Requirement 1: In the listing, rewrite the lines from the one with "the wooden entrance" to the one with "(1133, 309)", changing "curtain" to "drape" and keeping everything else the same.
[START Quoted text]
# Object Detection with AWS: A Demo with Boots and Cats

This series of notebooks demonstrates tackling a sample computer vision problem on AWS - building a two-class object detector for [boots and cats](https://www.youtube.com/watch?v=Nni0rTLg5B8).

**This notebook** walks through using the [SageMaker Ground Truth](https://aws.amazon.com/sagemaker/groundtruth/) tool to annotate training and validation data sets.

**Follow-on** notebooks show how to train a range of models from the created dataset, including:

* [Amazon Rekognition](https://aws.amazon.com/rekognition/)'s new [custom labels](https://aws.amazon.com/rekognition/custom-labels-features/) functionality, announced at Re:Invent 2019
* SageMaker's [built-in object detection algorithm](https://docs.aws.amazon.com/sagemaker/latest/dg/object-detection.html)
* Custom algorithms implemented on SageMaker's **framework containers**, such as MXNet and TensorFlow.

# Boots 'n' Cats 1: Introduction and Data Preparation

## Acknowledgements

We use the [**Open Images Dataset v4**](https://storage.googleapis.com/openimages/web/download_v4.html) as a convenient source of pre-curated images. The Open Images Dataset V4 is created by Google Inc. We have not modified the images or the accompanying annotations. You can obtain the images and the annotations [here](https://storage.googleapis.com/openimages/web/download_v4.html). The annotations are licensed by Google Inc. under CC BY 4.0 license. The images are listed as having a CC BY 2.0 license. The following paper describes Open Images V4 in depth: from the data collection and annotation to detailed statistics about the data and evaluation of models trained on it.
[END Quoted text]
[START Provided records]
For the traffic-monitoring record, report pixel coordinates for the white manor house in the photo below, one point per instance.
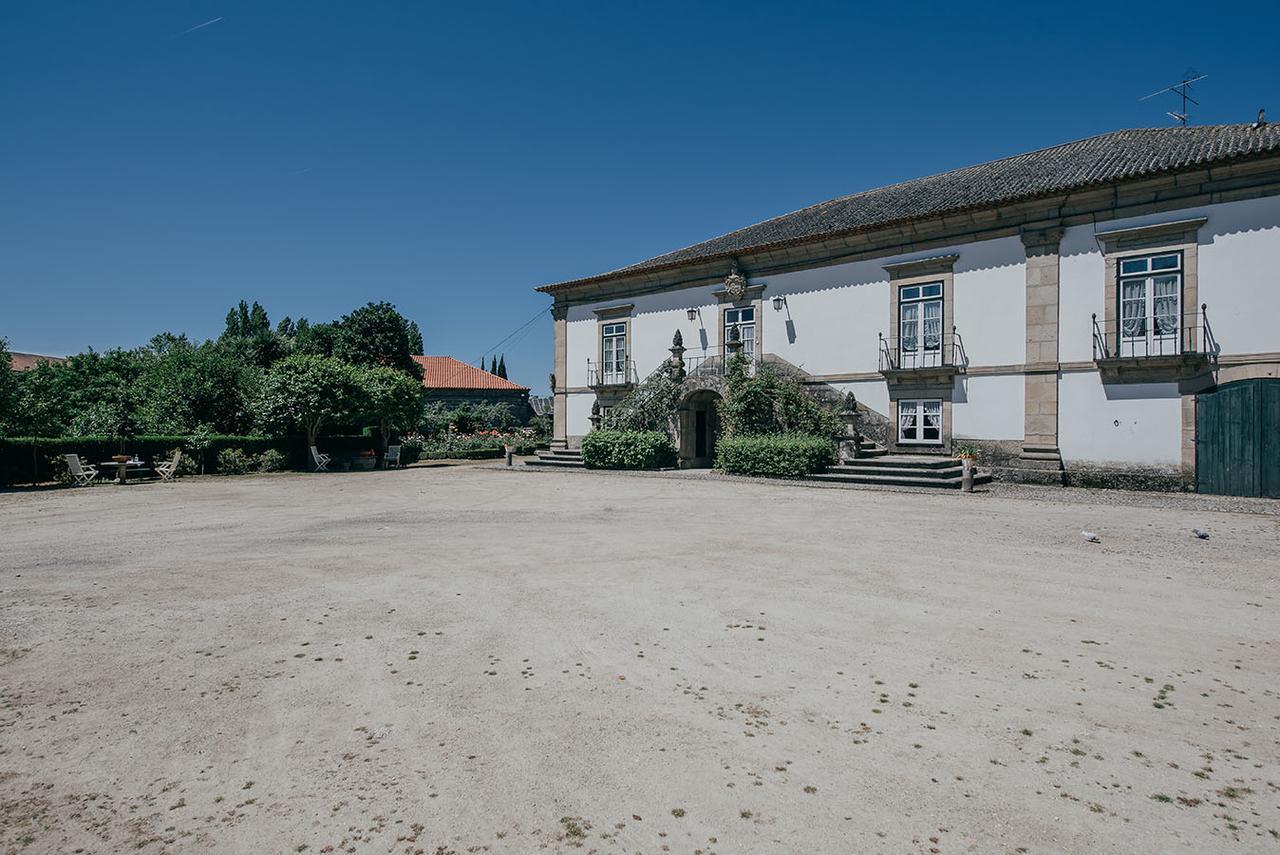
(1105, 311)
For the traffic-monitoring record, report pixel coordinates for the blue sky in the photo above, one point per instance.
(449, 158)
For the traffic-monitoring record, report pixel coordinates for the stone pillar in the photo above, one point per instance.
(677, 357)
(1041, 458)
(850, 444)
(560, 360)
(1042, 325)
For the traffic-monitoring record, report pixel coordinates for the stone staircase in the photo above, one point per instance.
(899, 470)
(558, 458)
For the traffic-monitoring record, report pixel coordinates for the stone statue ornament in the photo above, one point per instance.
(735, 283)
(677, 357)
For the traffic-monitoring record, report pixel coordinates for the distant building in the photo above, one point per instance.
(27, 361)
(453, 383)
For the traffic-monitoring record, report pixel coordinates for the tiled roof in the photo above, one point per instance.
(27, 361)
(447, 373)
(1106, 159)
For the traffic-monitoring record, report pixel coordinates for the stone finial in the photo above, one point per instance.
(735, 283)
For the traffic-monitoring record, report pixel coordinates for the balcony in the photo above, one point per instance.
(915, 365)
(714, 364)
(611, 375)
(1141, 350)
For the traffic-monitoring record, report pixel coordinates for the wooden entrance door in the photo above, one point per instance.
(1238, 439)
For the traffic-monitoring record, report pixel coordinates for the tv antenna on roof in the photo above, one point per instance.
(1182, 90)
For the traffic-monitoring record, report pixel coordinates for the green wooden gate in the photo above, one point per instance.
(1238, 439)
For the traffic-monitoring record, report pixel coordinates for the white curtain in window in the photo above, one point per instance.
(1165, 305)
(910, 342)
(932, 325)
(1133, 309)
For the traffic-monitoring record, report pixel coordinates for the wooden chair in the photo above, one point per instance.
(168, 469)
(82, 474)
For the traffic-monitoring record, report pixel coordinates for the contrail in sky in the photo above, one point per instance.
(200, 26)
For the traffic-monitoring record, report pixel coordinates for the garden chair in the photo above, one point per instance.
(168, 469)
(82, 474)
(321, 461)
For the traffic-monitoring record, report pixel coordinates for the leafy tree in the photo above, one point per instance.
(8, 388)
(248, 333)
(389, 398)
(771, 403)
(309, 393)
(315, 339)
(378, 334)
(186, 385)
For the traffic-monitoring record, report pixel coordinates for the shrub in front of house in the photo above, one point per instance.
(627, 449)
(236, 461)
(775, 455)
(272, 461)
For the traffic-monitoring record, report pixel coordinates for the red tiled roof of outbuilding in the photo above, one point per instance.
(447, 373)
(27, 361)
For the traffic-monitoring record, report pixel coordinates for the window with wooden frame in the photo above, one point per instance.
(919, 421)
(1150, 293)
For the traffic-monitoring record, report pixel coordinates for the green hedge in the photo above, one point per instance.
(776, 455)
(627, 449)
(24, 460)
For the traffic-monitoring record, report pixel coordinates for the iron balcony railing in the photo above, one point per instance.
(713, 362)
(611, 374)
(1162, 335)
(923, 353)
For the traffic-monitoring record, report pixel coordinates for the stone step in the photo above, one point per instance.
[END Provided records]
Requirement 2:
Answer these about the object detection page:
(a) Which tool does this notebook use to annotate the training and validation data sets?
(b) Who created the Open Images Dataset V4?
(c) Under what license are the images listed?

Complete response 1:
For the traffic-monitoring record, report pixel coordinates for the wooden entrance door in the photo above, one point per instance.
(1238, 439)
For the traffic-monitoring record, report pixel coordinates for the tv antenna on roof in the photo above, one point per instance.
(1182, 90)
For the traffic-monitoring record, report pixel coordinates for the green wooden gate in the photo above, one point per instance.
(1238, 439)
For the traffic-monitoring record, report pixel coordinates for the white drape in window in the photo above, one point per instance.
(1165, 305)
(910, 342)
(932, 325)
(1133, 309)

Complete response 2:
(a) SageMaker Ground Truth
(b) Google Inc.
(c) CC BY 2.0